— BEGIN —
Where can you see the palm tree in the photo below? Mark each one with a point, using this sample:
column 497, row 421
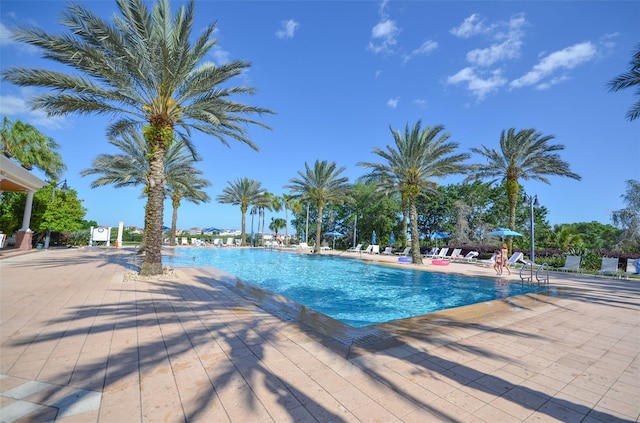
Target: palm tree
column 31, row 148
column 242, row 192
column 630, row 79
column 147, row 71
column 131, row 168
column 526, row 154
column 321, row 185
column 419, row 155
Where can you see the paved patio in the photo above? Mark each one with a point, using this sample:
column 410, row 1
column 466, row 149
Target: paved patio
column 81, row 340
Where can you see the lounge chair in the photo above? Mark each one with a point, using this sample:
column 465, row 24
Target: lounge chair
column 469, row 257
column 609, row 266
column 455, row 254
column 355, row 249
column 489, row 262
column 442, row 254
column 571, row 264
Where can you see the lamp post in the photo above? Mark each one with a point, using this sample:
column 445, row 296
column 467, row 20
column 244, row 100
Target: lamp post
column 64, row 188
column 531, row 202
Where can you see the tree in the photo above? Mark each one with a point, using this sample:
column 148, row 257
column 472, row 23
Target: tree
column 630, row 79
column 320, row 185
column 31, row 148
column 628, row 219
column 242, row 192
column 146, row 71
column 131, row 168
column 419, row 155
column 526, row 154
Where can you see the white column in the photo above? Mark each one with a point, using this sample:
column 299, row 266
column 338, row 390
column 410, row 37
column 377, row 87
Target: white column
column 26, row 218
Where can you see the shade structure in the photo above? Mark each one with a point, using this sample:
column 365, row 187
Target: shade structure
column 504, row 232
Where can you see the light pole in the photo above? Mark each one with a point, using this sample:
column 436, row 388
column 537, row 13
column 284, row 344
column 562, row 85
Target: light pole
column 64, row 188
column 531, row 202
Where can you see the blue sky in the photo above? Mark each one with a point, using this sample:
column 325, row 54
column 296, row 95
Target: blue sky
column 339, row 74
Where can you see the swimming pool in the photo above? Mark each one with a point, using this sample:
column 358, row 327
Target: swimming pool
column 352, row 291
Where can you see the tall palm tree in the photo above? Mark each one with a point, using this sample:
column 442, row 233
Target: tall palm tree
column 409, row 167
column 630, row 79
column 147, row 71
column 242, row 192
column 131, row 168
column 321, row 185
column 525, row 154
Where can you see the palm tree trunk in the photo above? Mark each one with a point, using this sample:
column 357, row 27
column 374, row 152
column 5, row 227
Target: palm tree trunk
column 154, row 210
column 316, row 247
column 415, row 237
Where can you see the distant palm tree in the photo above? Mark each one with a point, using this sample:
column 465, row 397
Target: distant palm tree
column 321, row 185
column 31, row 148
column 242, row 192
column 148, row 71
column 630, row 79
column 525, row 154
column 419, row 156
column 131, row 168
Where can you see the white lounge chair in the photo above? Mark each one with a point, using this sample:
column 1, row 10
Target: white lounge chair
column 355, row 249
column 405, row 252
column 469, row 257
column 571, row 264
column 609, row 266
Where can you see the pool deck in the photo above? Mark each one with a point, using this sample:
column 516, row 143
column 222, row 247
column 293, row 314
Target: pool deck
column 83, row 340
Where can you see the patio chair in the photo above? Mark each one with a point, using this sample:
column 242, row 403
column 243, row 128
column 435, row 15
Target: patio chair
column 355, row 249
column 609, row 266
column 571, row 264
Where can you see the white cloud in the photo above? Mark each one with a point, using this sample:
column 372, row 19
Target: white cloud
column 383, row 36
column 508, row 47
column 478, row 86
column 471, row 26
column 5, row 36
column 567, row 58
column 424, row 49
column 287, row 29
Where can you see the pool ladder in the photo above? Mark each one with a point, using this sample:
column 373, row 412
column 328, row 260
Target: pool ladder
column 541, row 273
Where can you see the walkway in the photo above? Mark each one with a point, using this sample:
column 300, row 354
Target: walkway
column 79, row 342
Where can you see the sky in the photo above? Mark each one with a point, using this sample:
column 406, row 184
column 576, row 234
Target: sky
column 340, row 75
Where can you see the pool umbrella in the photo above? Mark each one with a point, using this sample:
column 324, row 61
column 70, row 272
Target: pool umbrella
column 439, row 235
column 334, row 235
column 502, row 232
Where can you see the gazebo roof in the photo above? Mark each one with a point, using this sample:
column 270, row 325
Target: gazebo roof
column 15, row 178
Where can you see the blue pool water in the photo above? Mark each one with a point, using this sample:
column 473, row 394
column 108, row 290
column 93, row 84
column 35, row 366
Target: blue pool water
column 351, row 291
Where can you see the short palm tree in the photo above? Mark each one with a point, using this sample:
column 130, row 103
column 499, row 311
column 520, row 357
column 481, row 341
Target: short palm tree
column 130, row 168
column 628, row 80
column 525, row 154
column 321, row 185
column 242, row 192
column 147, row 71
column 409, row 167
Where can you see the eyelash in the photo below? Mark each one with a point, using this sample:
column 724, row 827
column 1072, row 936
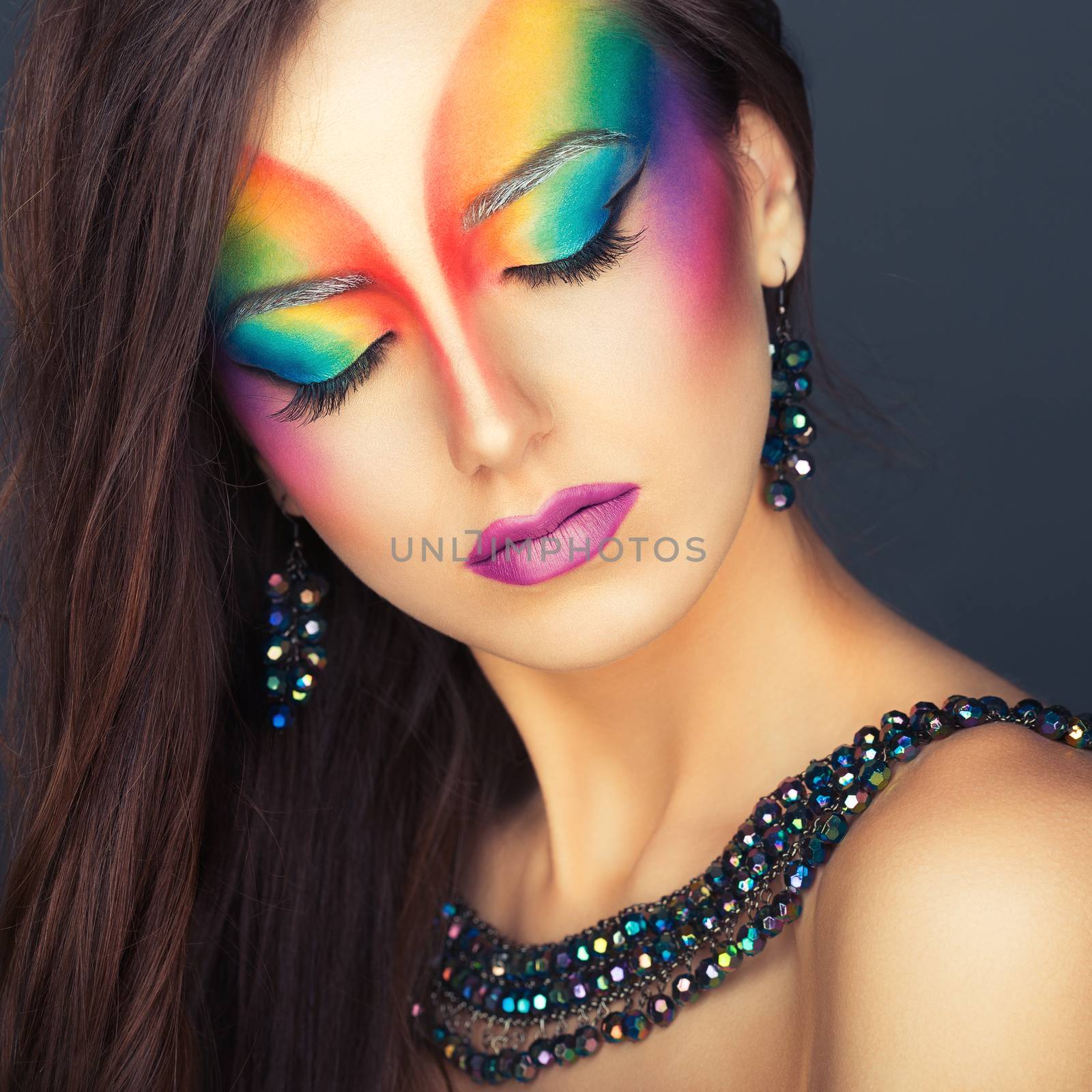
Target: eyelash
column 328, row 396
column 602, row 251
— END —
→ **GIVEN PROBLEM**
Rewrite the data, beginning at the line that has "Where can you see the sky" and stopping after the line that has "column 502, row 232". Replace "pool umbrella" with "beach umbrella" and keep everything else the same.

→ **EXERCISE OUTPUT**
Where can you see the sky in the photo above? Mark each one with a point, using this sample:
column 406, row 184
column 576, row 234
Target: sky
column 340, row 75
Where can you see the beach umbrella in the photo above? Mark each one with a point, using this sample:
column 324, row 61
column 70, row 272
Target: beach umbrella
column 439, row 235
column 334, row 235
column 502, row 232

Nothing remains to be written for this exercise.